Written task A: In the forum thread about the intercooler hose that keeps popping off, what kind of clamp does the first reply suggest trying?
Written task B: Resume the forum thread about the intercooler-to-throttle-body hose, continuing after its last post.

Selection:
────────────────
# forge hose/pipe keeps popping off (right side intercooler to throttle body hose )



## jason bouchard (Aug 25, 2005)

01 audi tt 225 Q 
forge silicone dv relocation/ intercooler to throttlebody pipe


the pipe that goes to the intercooler to the throttle body with the small pipe coming off the side for the dv relocation the lower part of the pipe where it goes to the intercooler keeps popping off 

Any ideas how I can my car running again ?

Thx


----------



## Audiguy84 (Nov 14, 2006)

What kind of clamp are you using. Try using a heavy duty t style clamp .


----------



## EuroSpic_TT (Apr 24, 2012)

jason bouchard said:


> 01 audi tt 225 Q
> forge silicone dv relocation/ intercooler to throttlebody pipe
> 
> 
> ...


you should deff be using a tbolt style clamp, and hairspray helps alot for getting those hoses to stick :thumbup:


----------



## jason bouchard (Aug 25, 2005)

where do I get good clamps without buying them online 


Good idea with the hair spray !


----------



## warranty225cpe (Dec 3, 2008)

jason bouchard said:


> where do I get good clamps without buying them online
> 
> 
> Good idea with the hair spray !


Just wire tie the worm clamp. I made a video on it but I can't find it.. Looking..
────────────────
(Object location annotation data)
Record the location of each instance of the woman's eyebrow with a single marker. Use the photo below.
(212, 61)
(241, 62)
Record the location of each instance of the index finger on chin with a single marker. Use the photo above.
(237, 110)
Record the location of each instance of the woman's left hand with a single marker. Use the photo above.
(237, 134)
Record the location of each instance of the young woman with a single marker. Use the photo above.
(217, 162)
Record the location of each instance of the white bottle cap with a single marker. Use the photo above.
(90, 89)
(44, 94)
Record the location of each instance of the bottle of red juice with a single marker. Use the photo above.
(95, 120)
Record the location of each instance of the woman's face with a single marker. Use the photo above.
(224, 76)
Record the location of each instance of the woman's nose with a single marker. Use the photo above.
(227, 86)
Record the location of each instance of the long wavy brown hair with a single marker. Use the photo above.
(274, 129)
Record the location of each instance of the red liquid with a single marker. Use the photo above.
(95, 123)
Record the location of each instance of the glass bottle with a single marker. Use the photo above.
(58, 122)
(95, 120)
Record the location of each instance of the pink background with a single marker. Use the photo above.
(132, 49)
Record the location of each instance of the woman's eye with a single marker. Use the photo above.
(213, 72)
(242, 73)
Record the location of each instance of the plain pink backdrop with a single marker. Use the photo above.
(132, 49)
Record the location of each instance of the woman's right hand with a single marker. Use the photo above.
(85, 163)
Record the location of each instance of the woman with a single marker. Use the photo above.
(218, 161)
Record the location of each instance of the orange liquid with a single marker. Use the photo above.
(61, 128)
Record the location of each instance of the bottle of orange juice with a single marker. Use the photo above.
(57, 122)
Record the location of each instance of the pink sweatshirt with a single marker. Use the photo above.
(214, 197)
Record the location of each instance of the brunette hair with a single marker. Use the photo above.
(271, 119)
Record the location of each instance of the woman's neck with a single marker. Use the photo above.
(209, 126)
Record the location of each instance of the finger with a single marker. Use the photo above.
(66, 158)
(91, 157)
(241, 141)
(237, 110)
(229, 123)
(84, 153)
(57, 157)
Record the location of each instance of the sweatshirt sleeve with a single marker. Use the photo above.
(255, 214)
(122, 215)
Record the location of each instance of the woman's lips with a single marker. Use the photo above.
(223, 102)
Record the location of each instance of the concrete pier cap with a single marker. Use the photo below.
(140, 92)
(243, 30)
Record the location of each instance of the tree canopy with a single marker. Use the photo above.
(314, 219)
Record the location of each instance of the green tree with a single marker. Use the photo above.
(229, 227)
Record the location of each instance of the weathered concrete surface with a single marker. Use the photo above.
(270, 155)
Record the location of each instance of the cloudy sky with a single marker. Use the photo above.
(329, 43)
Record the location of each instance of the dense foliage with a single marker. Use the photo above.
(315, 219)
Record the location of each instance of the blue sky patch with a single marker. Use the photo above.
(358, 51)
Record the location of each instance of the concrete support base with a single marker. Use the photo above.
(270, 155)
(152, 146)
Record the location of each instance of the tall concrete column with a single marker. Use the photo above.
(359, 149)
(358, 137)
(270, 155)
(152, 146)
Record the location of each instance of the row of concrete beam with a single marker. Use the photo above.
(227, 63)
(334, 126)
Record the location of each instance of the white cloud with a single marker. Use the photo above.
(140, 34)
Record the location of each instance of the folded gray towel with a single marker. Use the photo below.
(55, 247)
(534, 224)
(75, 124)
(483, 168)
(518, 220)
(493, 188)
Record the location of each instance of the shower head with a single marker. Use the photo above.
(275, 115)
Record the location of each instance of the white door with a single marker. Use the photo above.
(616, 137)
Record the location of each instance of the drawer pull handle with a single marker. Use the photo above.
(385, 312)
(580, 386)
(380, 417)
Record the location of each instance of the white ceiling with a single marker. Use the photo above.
────────────────
Exercise output A: A heavy duty T-style clamp.

Exercise output B:
----------



## jason bouchard (Aug 25, 2005)

hmm like safety tie ? a vid or link sounds good :laugh: thx


----------



## warranty225cpe (Dec 3, 2008)

jason bouchard said:


> hmm like safety tie ? a vid or link sounds good :laugh: thx


Here, great video. I've been doing my turbo-charge pipe clamp like this for a while.

http://youtu.be/F8KeUGbWuQE?hd=1

This ended up not fixing my clamp though. The heat would make the clamp skip a few teeth when it got hot. I ended up drilling 2 pin holes in my clamps and anchored to the band on the clamp rather than the bolt head. The link above only solves the problem of the bolt turning. My fix actually makes it impossible for the clamp to open.


----------



## Audiguy84 (Nov 14, 2006)

got any performance shops around you?


----------



## jason bouchard (Aug 25, 2005)

not really, maybe some ghetto altezza type shops maybe they will have some of those clamps haha


----------



## jason bouchard (Aug 25, 2005)

"This video is unlisted. Only those with the link can see it"

not working  

I'm gonna google the title though


----------



## warranty225cpe (Dec 3, 2008)

Here's where I found it
http://www.rzrforums.net/projects-how/63606-safety-wire-hose-clamp.html


This one should work..

http://www.youtube.com/watch?v=CU-NAX7vwfY&feature=youtube_gdata_player


----------



## 20psi now (Feb 26, 2009)

EuroSpic_TT said:


> you should deff be using a tbolt style clamp, and hairspray helps alot for getting those hoses to stick :thumbup:


You should check with Napa they sell T-bolt clamps. There like a off brand of vibrant clamps.

http://vibrantperformance.com/catalog/product_info.php?cPath=1024&products_id=751


----------



## jason bouchard (Aug 25, 2005)

sweet ive got 2 napas near me


----------



## EuroSpic_TT (Apr 24, 2012)

yeahhh napa has them, i work for napa nd mostly all of them stock them so you should be gooddd :thumbup:


----------



## Doooglasss (Aug 28, 2009)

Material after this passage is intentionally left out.